* Start Records for processing *

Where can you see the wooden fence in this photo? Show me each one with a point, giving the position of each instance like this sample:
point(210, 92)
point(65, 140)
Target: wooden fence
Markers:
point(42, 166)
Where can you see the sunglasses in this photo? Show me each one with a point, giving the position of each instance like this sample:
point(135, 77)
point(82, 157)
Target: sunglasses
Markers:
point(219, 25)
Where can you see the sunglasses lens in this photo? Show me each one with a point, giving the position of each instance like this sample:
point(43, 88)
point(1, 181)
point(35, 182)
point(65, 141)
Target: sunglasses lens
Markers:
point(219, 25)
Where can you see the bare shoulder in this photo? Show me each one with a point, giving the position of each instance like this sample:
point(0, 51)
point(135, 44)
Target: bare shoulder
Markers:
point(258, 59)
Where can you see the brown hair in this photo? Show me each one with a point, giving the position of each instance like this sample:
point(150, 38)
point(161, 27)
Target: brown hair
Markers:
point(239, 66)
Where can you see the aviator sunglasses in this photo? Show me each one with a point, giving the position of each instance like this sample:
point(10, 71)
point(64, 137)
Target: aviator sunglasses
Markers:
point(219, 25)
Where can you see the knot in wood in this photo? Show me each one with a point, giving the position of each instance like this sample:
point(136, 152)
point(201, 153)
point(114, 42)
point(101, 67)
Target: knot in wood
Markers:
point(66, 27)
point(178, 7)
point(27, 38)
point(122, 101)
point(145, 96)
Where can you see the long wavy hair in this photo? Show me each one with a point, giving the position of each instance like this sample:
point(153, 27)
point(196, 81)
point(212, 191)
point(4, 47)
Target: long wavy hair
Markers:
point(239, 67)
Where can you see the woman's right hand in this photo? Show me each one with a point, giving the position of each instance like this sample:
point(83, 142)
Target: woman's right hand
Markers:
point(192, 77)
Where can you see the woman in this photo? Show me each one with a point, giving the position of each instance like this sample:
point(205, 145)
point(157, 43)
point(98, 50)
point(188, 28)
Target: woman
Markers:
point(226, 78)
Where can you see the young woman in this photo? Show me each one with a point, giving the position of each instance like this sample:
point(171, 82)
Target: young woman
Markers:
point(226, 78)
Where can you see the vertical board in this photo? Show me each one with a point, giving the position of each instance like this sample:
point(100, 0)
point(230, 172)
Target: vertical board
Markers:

* End Records for processing *

◆ **The request**:
Update the records above by replacing every "Markers" with "Points". Reproduce all other lines unchanged.

◆ **Solution to the exercise**:
Where can you see the wooden fence in this photo? Show me each one with a point, giving the position of each instance like this sample:
point(210, 92)
point(65, 140)
Target: wooden fence
Points:
point(42, 166)
Where can you see the sunglasses in this photo? Show me each one with a point, giving the position of each instance like this sample:
point(135, 77)
point(82, 157)
Target: sunglasses
Points:
point(219, 25)
Where can you see the sunglasses lens in this photo? Show me each one with a point, giving the position of each instance like this sample:
point(43, 88)
point(1, 181)
point(35, 182)
point(65, 141)
Target: sunglasses lens
Points:
point(219, 25)
Where can you see the bare shoulder in this photo? Show me each one with a point, giving the position of each instance like this sample:
point(0, 51)
point(135, 44)
Target: bare shoulder
Points:
point(258, 59)
Where can you see the brown hair in this photo? Show me each one with a point, giving the position of each instance like this sample:
point(150, 38)
point(161, 27)
Target: brown hair
Points:
point(239, 66)
Where can you see the aviator sunglasses in this photo? Show me each one with a point, giving the position of each instance like this sample:
point(10, 71)
point(64, 137)
Target: aviator sunglasses
Points:
point(219, 25)
Where can you see the knot in wood in this photo? Show me each one with a point, giving the position of each instance like this sample:
point(136, 152)
point(201, 153)
point(114, 42)
point(101, 67)
Target: knot in wood
Points:
point(66, 27)
point(178, 7)
point(27, 38)
point(122, 101)
point(145, 96)
Where can you see the long wavy hair in this photo? Show me each one with a point, giving the position of each instance like this sample:
point(153, 27)
point(196, 81)
point(212, 191)
point(4, 47)
Target: long wavy hair
Points:
point(239, 67)
Where can you see the woman's right hand in this photo? Show me each one with a point, giving the position of each instance like this sample:
point(83, 142)
Target: woman's right hand
Points:
point(192, 77)
Where can you see the woman in this photo? Show me each one with a point, giving the position of each instance like this sample:
point(205, 145)
point(157, 43)
point(98, 50)
point(188, 28)
Target: woman
Points:
point(226, 78)
Where can you see the young woman in this photo? Show me each one with a point, giving the position of each instance like this sample:
point(171, 82)
Target: young woman
Points:
point(226, 78)
Where can you see the vertical board in this photo? Show me each one with a point, giving the position of each instance like this sample:
point(100, 0)
point(230, 172)
Target: vertical board
Points:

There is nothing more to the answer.